**Problem description**:
Of the records below, reproduce only the span that opens with the line containing "In the photo above, where can the blue" and closes with the last line.

Records from a dataset:
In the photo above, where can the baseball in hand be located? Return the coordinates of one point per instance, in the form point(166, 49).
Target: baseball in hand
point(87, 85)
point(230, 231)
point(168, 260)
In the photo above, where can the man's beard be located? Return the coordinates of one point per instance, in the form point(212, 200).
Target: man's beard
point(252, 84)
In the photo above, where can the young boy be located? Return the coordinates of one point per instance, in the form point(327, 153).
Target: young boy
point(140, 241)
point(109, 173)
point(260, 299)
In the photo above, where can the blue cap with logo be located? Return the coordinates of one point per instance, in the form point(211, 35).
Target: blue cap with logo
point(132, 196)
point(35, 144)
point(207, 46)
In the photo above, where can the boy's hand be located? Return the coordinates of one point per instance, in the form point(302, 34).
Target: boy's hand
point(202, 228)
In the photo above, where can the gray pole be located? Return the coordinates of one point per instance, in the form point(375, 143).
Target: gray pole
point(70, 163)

**Answer**:
In the photo above, where can the blue cap with logo be located? Return the coordinates of one point per instance, in the form point(211, 35).
Target: blue cap with logo
point(132, 196)
point(35, 144)
point(207, 46)
In the photo above, where can the boy's hand be located? Return the coordinates of one point per instance, in the form point(302, 34).
Target: boy's hand
point(202, 228)
In the photo above, where can the gray pole be located? Return the coordinates of one point per instance, in the form point(375, 143).
Target: gray pole
point(70, 163)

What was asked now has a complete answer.